» **TASK DETAILS**
Convert the data below into a Markdown table with the columns Row and Line, giving each nonblank line its own numbered row. Leave the pictures out.

» **PROVIDED MATERIAL**
⟨
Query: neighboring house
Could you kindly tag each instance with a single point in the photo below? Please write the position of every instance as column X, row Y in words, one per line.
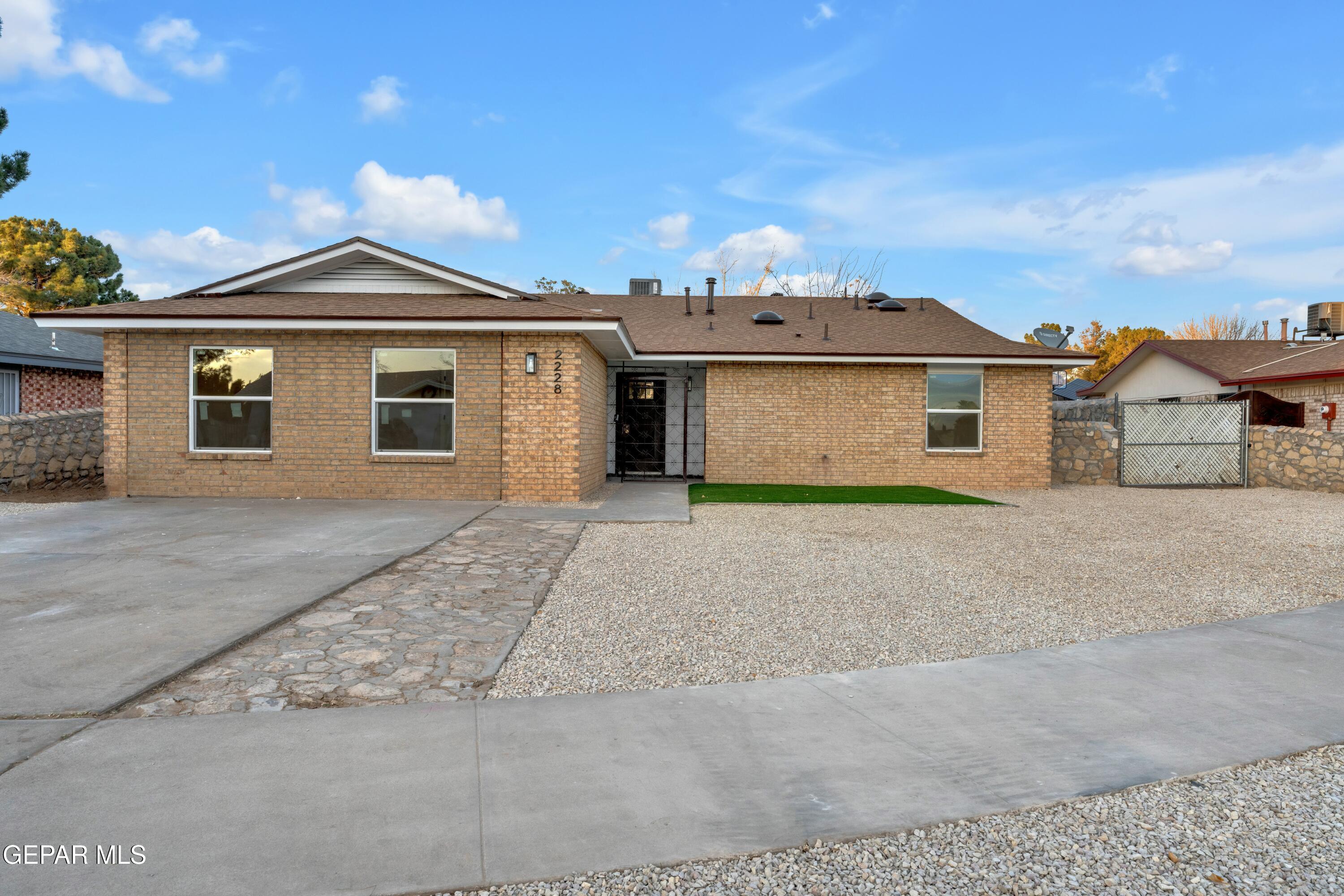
column 45, row 371
column 1190, row 370
column 1069, row 392
column 362, row 371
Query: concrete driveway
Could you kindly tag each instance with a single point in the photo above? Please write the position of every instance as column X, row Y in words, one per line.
column 100, row 601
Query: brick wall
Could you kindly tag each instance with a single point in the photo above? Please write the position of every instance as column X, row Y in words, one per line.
column 320, row 435
column 865, row 425
column 549, row 453
column 50, row 389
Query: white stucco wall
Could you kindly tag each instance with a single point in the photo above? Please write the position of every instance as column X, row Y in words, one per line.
column 1158, row 377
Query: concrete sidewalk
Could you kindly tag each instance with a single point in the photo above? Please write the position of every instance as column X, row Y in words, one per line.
column 632, row 503
column 420, row 798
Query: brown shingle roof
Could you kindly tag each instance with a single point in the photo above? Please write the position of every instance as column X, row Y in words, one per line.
column 659, row 326
column 1250, row 361
column 338, row 307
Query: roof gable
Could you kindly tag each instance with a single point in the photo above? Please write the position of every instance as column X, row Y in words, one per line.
column 357, row 265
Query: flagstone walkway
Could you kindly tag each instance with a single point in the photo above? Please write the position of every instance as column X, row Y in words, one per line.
column 433, row 628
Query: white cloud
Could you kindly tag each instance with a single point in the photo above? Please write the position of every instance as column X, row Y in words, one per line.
column 428, row 209
column 431, row 209
column 284, row 88
column 671, row 232
column 164, row 263
column 164, row 33
column 382, row 100
column 33, row 43
column 174, row 38
column 207, row 69
column 1155, row 80
column 1170, row 260
column 752, row 248
column 824, row 14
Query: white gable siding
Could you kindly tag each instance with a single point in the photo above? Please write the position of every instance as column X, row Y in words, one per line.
column 367, row 276
column 1160, row 377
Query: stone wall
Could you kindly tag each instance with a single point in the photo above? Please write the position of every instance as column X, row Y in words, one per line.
column 1101, row 410
column 1086, row 452
column 52, row 450
column 1295, row 458
column 865, row 425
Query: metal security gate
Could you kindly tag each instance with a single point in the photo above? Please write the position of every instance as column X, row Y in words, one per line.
column 658, row 426
column 1183, row 444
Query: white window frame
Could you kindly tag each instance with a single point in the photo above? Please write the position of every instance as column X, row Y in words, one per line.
column 980, row 425
column 193, row 398
column 374, row 402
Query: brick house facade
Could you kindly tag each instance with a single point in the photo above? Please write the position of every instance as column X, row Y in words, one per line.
column 843, row 394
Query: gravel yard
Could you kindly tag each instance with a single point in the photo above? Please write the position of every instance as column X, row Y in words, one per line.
column 768, row 591
column 1276, row 827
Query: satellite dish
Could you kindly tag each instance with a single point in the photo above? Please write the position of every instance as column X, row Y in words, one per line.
column 1053, row 338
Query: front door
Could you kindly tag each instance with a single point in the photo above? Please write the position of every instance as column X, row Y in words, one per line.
column 640, row 425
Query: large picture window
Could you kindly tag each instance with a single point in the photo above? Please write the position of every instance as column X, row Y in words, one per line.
column 230, row 400
column 955, row 409
column 414, row 401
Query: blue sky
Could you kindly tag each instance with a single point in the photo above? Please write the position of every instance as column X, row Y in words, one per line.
column 1132, row 163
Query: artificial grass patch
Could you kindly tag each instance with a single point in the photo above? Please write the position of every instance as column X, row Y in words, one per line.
column 729, row 493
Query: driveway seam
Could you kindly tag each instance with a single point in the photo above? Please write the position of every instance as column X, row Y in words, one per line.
column 276, row 621
column 916, row 747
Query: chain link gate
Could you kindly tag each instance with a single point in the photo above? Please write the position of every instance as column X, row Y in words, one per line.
column 1183, row 443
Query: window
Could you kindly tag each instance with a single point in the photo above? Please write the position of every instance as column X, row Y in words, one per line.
column 230, row 400
column 955, row 409
column 414, row 401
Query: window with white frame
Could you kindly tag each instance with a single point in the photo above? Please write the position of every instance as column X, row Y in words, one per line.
column 414, row 401
column 955, row 409
column 230, row 400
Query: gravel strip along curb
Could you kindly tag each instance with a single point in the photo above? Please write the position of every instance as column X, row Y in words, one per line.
column 1276, row 827
column 765, row 591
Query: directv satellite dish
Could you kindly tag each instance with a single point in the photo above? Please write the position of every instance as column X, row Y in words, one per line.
column 1053, row 338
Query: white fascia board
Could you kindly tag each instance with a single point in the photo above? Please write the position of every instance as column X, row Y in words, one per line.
column 100, row 324
column 336, row 257
column 867, row 359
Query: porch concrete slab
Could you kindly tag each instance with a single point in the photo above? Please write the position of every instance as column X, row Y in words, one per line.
column 101, row 601
column 632, row 503
column 385, row 800
column 365, row 801
column 23, row 738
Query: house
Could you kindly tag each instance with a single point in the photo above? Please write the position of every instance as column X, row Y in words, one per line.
column 45, row 371
column 1069, row 392
column 363, row 371
column 1190, row 370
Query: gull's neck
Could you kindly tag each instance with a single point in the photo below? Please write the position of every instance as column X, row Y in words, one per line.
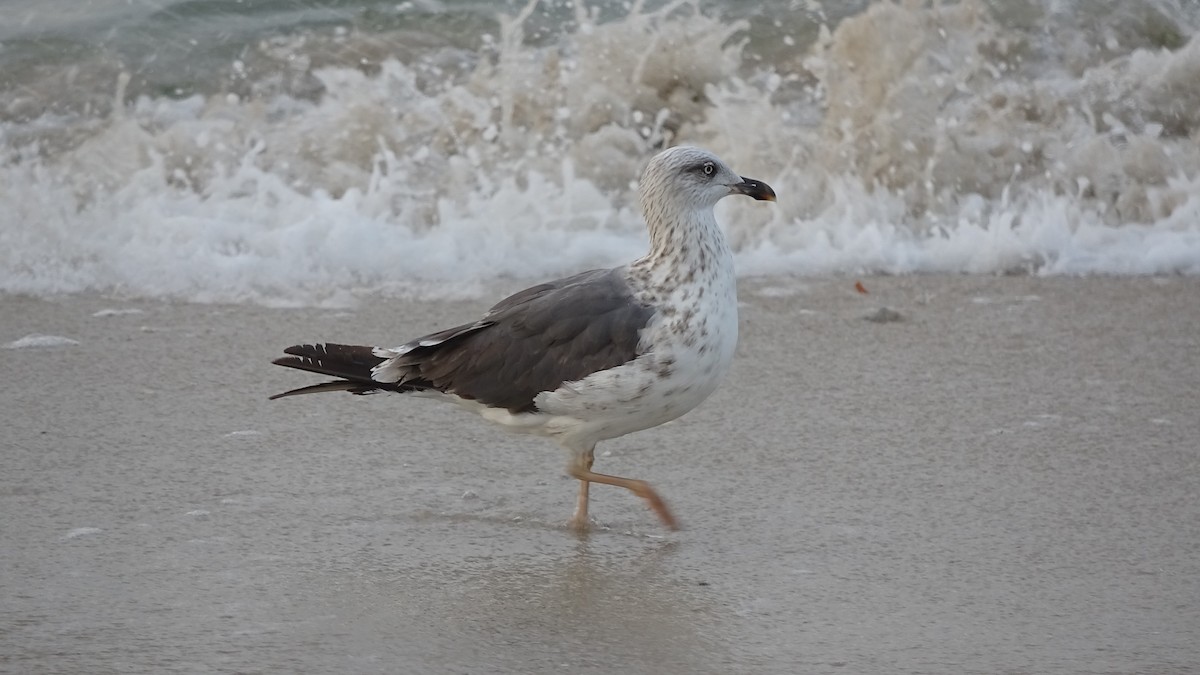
column 683, row 240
⟩
» **FINAL RESULT**
| Row | Line |
|---|---|
| 1 | Query: neighboring house |
| 2 | Could you kindly tag each instance with a single point in the photo below? Please write the position of every instance as column X, row Y in words, one per line. |
| 3 | column 45, row 371 |
| 4 | column 1190, row 370 |
| 5 | column 1069, row 392 |
| 6 | column 362, row 371 |
| 7 | Query: concrete driveway |
| 8 | Could you kindly tag each instance with a single point in the photo above? Please write the position of every instance as column X, row Y in words, one per line. |
| 9 | column 100, row 601 |
| 10 | Query: brick wall |
| 11 | Could you kindly tag each instance with a single point in the photo above? Please write the position of every instance as column X, row Y in words, one per line. |
| 12 | column 320, row 435 |
| 13 | column 865, row 425 |
| 14 | column 549, row 453 |
| 15 | column 50, row 389 |
| 16 | Query: white stucco wall |
| 17 | Could you kindly tag each instance with a single point in the photo above? Please write the position of every instance as column X, row Y in words, one per line. |
| 18 | column 1158, row 377 |
| 19 | Query: concrete sidewalk |
| 20 | Could you kindly tag each instance with a single point in the photo above? Please write the position of every instance as column X, row Y in words, one per line. |
| 21 | column 632, row 503 |
| 22 | column 420, row 798 |
| 23 | Query: brown shingle roof |
| 24 | Could you kindly tag each instance with a single point in the photo above? Please write the position of every instance as column X, row Y in words, one per line. |
| 25 | column 659, row 326 |
| 26 | column 1250, row 361 |
| 27 | column 338, row 307 |
| 28 | Query: roof gable |
| 29 | Could you kindly tag each instance with a single point in the photo above? Please write the position of every instance as column X, row Y in words, one per line. |
| 30 | column 357, row 265 |
| 31 | Query: flagstone walkway |
| 32 | Could you kindly tag each instance with a single point in the photo above? Please write the position of every instance as column X, row Y in words, one per line. |
| 33 | column 433, row 628 |
| 34 | Query: white cloud |
| 35 | Could you kindly tag each instance with a single point in the photo above? Please write the position of every instance as column X, row Y in words, one per line. |
| 36 | column 428, row 209 |
| 37 | column 431, row 209 |
| 38 | column 284, row 88 |
| 39 | column 671, row 232 |
| 40 | column 164, row 263 |
| 41 | column 164, row 33 |
| 42 | column 382, row 100 |
| 43 | column 33, row 43 |
| 44 | column 174, row 38 |
| 45 | column 207, row 69 |
| 46 | column 1155, row 80 |
| 47 | column 1170, row 260 |
| 48 | column 752, row 248 |
| 49 | column 824, row 14 |
| 50 | Query: white gable siding |
| 51 | Could you kindly tag each instance with a single point in the photo above? Please write the position of every instance as column X, row Y in words, one per line. |
| 52 | column 367, row 276 |
| 53 | column 1160, row 377 |
| 54 | Query: stone wall |
| 55 | Could you kindly tag each instance with a single point in the photo above? Please write the position of every instance as column X, row Y in words, one per line. |
| 56 | column 1101, row 410 |
| 57 | column 1086, row 452 |
| 58 | column 52, row 450 |
| 59 | column 1295, row 458 |
| 60 | column 865, row 425 |
| 61 | Query: metal security gate |
| 62 | Could you kindly tag each instance with a single point in the photo above? Please write the position of every instance as column X, row Y in words, one per line. |
| 63 | column 658, row 426 |
| 64 | column 1183, row 444 |
| 65 | Query: white window frame |
| 66 | Could you kindly tag each instance with a single point in the photo above? Please write the position of every instance as column X, row Y in words, one per line. |
| 67 | column 980, row 425 |
| 68 | column 193, row 398 |
| 69 | column 374, row 402 |
| 70 | Query: brick house facade |
| 71 | Could you kindly tag each instance with a single point in the photo above? Please write the position of every instance as column X, row Y in words, one per line. |
| 72 | column 843, row 394 |
| 73 | Query: gravel yard |
| 74 | Could you kindly tag each instance with a single point in the photo above? Please write the position of every instance as column X, row Y in words, one per line. |
| 75 | column 768, row 591 |
| 76 | column 1276, row 827 |
| 77 | Query: satellite dish |
| 78 | Could you kindly tag each instance with a single point in the photo above? Please write the position of every instance as column X, row Y in words, one per line. |
| 79 | column 1053, row 338 |
| 80 | Query: front door |
| 81 | Could you kindly tag each instance with a single point in the photo above? Please write the position of every instance as column X, row Y in words, one per line. |
| 82 | column 640, row 425 |
| 83 | Query: large picture window |
| 84 | Could you kindly tag each instance with a single point in the photo above? Please write the position of every instance as column X, row Y in words, one per line. |
| 85 | column 230, row 400 |
| 86 | column 955, row 409 |
| 87 | column 414, row 401 |
| 88 | Query: blue sky |
| 89 | Could you kindly tag each instance with a single point in the photo above? Please write the position of every instance as column X, row Y in words, one per line. |
| 90 | column 1132, row 163 |
| 91 | Query: artificial grass patch |
| 92 | Could you kindly tag each instance with a single point in the photo above? Please write the position of every instance as column X, row Y in words, one per line. |
| 93 | column 729, row 493 |
| 94 | Query: driveway seam |
| 95 | Could you kindly tag each instance with a single point in the photo above? Please write the position of every instance as column X, row Y in words, one per line. |
| 96 | column 276, row 621 |
| 97 | column 916, row 747 |
| 98 | Query: chain link gate |
| 99 | Could you kindly tag each instance with a single point in the photo above? Please write the position of every instance as column X, row Y in words, one per line. |
| 100 | column 1183, row 443 |
| 101 | Query: window |
| 102 | Could you kindly tag each instance with a single point in the photo above? Please write the position of every instance as column X, row Y in words, one per line. |
| 103 | column 230, row 400 |
| 104 | column 955, row 409 |
| 105 | column 414, row 401 |
| 106 | Query: window with white frame |
| 107 | Could you kindly tag each instance with a single point in the photo above? Please write the position of every instance as column X, row Y in words, one per line. |
| 108 | column 414, row 401 |
| 109 | column 955, row 409 |
| 110 | column 230, row 400 |
| 111 | Query: gravel strip along curb |
| 112 | Could you kindly tag each instance with a single point in the photo above? Please write the position of every instance as column X, row Y in words, one per line. |
| 113 | column 1276, row 827 |
| 114 | column 765, row 591 |
| 115 | Query: directv satellite dish |
| 116 | Could you kindly tag each instance with a single point in the photo above? Please write the position of every instance as column X, row Y in words, one per line. |
| 117 | column 1053, row 338 |
| 118 | Query: white fascia board |
| 119 | Could you kindly tag each instance with a single point in the photo above? Please write the position of every instance as column X, row Y in words, one per line. |
| 120 | column 100, row 324 |
| 121 | column 336, row 257 |
| 122 | column 867, row 359 |
| 123 | Query: porch concrete slab |
| 124 | Could you kindly tag each instance with a single point in the photo above? Please write the position of every instance as column X, row Y in words, one per line. |
| 125 | column 101, row 601 |
| 126 | column 632, row 503 |
| 127 | column 385, row 800 |
| 128 | column 365, row 801 |
| 129 | column 23, row 738 |
| 130 | Query: house |
| 131 | Could you kindly tag each instance with a single point in the photo above? Please write the position of every instance as column X, row Y in words, one per line. |
| 132 | column 45, row 371 |
| 133 | column 1069, row 392 |
| 134 | column 363, row 371 |
| 135 | column 1190, row 370 |
| 136 | Query: gull's neck |
| 137 | Could you kindly tag each instance with a single point in the photo below? Please write the position of every instance as column X, row Y in words, one per line. |
| 138 | column 683, row 240 |